Challenge: Turn every line of the records below into a numbered list, leaving out any blank lines.
======== Provided information ========
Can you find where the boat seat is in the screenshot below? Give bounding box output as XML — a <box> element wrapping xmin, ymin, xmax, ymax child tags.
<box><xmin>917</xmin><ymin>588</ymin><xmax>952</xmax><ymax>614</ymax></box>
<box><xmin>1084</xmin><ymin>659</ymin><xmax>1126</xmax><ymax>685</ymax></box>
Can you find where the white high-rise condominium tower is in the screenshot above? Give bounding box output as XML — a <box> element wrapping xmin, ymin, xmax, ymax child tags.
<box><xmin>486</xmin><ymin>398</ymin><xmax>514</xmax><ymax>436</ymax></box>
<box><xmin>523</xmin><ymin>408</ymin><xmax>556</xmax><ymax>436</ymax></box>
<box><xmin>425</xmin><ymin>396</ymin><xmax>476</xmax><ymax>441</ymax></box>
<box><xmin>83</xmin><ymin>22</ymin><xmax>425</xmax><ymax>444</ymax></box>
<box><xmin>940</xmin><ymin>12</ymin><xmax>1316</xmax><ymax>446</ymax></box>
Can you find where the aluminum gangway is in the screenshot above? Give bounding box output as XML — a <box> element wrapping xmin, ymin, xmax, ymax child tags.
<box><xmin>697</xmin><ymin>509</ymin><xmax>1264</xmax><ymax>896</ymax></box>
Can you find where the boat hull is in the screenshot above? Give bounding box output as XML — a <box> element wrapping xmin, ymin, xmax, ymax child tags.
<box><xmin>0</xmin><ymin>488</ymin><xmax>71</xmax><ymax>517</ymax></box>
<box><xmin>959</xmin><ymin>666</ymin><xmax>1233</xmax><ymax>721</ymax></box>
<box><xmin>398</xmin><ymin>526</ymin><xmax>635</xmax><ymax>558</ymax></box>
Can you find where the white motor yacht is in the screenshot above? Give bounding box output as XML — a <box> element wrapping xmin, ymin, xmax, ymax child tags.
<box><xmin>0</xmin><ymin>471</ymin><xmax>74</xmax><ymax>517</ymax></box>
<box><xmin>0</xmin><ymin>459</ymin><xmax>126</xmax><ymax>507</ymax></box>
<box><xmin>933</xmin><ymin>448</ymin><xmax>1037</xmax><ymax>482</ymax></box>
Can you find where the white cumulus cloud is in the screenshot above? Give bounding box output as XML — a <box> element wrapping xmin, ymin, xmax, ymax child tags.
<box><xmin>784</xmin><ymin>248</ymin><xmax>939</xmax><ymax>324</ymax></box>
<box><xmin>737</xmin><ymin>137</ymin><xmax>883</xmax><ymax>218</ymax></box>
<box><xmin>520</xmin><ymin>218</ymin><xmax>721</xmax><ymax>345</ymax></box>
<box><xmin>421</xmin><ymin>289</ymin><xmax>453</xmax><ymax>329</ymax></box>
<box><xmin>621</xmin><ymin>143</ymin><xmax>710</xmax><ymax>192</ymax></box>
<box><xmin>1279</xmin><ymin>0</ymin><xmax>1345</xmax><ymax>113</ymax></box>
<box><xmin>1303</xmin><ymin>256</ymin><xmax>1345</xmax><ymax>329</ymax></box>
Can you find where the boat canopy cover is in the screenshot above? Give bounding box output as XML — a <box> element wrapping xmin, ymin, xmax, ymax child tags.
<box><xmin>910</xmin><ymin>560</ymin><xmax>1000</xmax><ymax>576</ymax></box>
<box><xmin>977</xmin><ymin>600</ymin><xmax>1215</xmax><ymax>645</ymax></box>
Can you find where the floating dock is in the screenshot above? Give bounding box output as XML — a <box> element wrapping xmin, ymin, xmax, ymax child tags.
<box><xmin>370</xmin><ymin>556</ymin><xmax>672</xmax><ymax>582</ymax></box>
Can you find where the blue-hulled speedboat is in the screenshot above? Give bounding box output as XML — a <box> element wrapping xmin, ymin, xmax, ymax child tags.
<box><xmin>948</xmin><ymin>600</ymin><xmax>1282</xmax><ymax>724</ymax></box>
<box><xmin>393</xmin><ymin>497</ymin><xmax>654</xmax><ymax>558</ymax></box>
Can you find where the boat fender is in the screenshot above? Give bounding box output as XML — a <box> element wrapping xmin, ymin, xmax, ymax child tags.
========
Solved problem:
1. Can you find where the boat seat is in the screenshot below? Give bounding box output as XML — a <box> element wrapping xmin, ymin, xmax, ymax child tags.
2. <box><xmin>917</xmin><ymin>588</ymin><xmax>952</xmax><ymax>614</ymax></box>
3. <box><xmin>1084</xmin><ymin>659</ymin><xmax>1126</xmax><ymax>685</ymax></box>
4. Can you find where the white high-rise condominium tower is in the screenshot above? Give bounding box output as XML — a <box> element wrapping xmin, ymin, xmax, ymax child tags.
5. <box><xmin>486</xmin><ymin>398</ymin><xmax>514</xmax><ymax>436</ymax></box>
6. <box><xmin>523</xmin><ymin>408</ymin><xmax>556</xmax><ymax>436</ymax></box>
7. <box><xmin>425</xmin><ymin>396</ymin><xmax>476</xmax><ymax>441</ymax></box>
8. <box><xmin>83</xmin><ymin>22</ymin><xmax>425</xmax><ymax>444</ymax></box>
9. <box><xmin>940</xmin><ymin>12</ymin><xmax>1316</xmax><ymax>446</ymax></box>
10. Can you find where the aluminum gangway is in the screenshot above? Give bounding box output as XML — a <box> element wrapping xmin, ymin, xmax, ymax child tags.
11. <box><xmin>697</xmin><ymin>509</ymin><xmax>1264</xmax><ymax>896</ymax></box>
12. Can you find where the boat hull is in the screenshot above? Give bounding box output as XML — a <box> element wrapping xmin, ymin, xmax, ymax child tags.
13. <box><xmin>0</xmin><ymin>488</ymin><xmax>71</xmax><ymax>517</ymax></box>
14. <box><xmin>959</xmin><ymin>666</ymin><xmax>1233</xmax><ymax>721</ymax></box>
15. <box><xmin>398</xmin><ymin>526</ymin><xmax>635</xmax><ymax>558</ymax></box>
16. Can you find where the white motor yacht is in the screenshot above? Give bounding box output as XML — a <box> element wrapping xmin, ymin, xmax, ymax child tags.
17. <box><xmin>0</xmin><ymin>471</ymin><xmax>74</xmax><ymax>517</ymax></box>
18. <box><xmin>0</xmin><ymin>459</ymin><xmax>126</xmax><ymax>507</ymax></box>
19. <box><xmin>933</xmin><ymin>448</ymin><xmax>1037</xmax><ymax>482</ymax></box>
20. Can you find where the white cumulus cloud is in the screenshot above? Give bounding box output as XML — a <box> element wrapping xmin, ymin, xmax, ymax child tags.
21. <box><xmin>784</xmin><ymin>248</ymin><xmax>939</xmax><ymax>324</ymax></box>
22. <box><xmin>737</xmin><ymin>137</ymin><xmax>883</xmax><ymax>218</ymax></box>
23. <box><xmin>520</xmin><ymin>218</ymin><xmax>721</xmax><ymax>345</ymax></box>
24. <box><xmin>421</xmin><ymin>289</ymin><xmax>453</xmax><ymax>329</ymax></box>
25. <box><xmin>621</xmin><ymin>143</ymin><xmax>710</xmax><ymax>192</ymax></box>
26. <box><xmin>1279</xmin><ymin>0</ymin><xmax>1345</xmax><ymax>113</ymax></box>
27. <box><xmin>1303</xmin><ymin>256</ymin><xmax>1345</xmax><ymax>329</ymax></box>
28. Can you find where the boat canopy cover is in the screenshot above? Give bounding box output as XML — a <box> element wrapping xmin, ymin, xmax, ymax child tags.
29. <box><xmin>910</xmin><ymin>560</ymin><xmax>1000</xmax><ymax>576</ymax></box>
30. <box><xmin>977</xmin><ymin>600</ymin><xmax>1215</xmax><ymax>645</ymax></box>
31. Can you find where the floating dock is in the screenshot above? Give bounding box output as XML — a <box> element wrapping xmin, ymin, xmax, ymax child tags.
32. <box><xmin>370</xmin><ymin>556</ymin><xmax>672</xmax><ymax>582</ymax></box>
33. Can you find where the blue-hulled speedboat is in the screenshot above? Give bounding box output as XML — a <box> element wrapping xmin, ymin, xmax, ymax child tags.
34. <box><xmin>948</xmin><ymin>600</ymin><xmax>1282</xmax><ymax>724</ymax></box>
35. <box><xmin>393</xmin><ymin>497</ymin><xmax>654</xmax><ymax>558</ymax></box>
36. Can you find where the boat fender is in the screenshot above? Give bounding box output as XML — a <box> element wrapping xmin, ymin, xmax, ymax child tags.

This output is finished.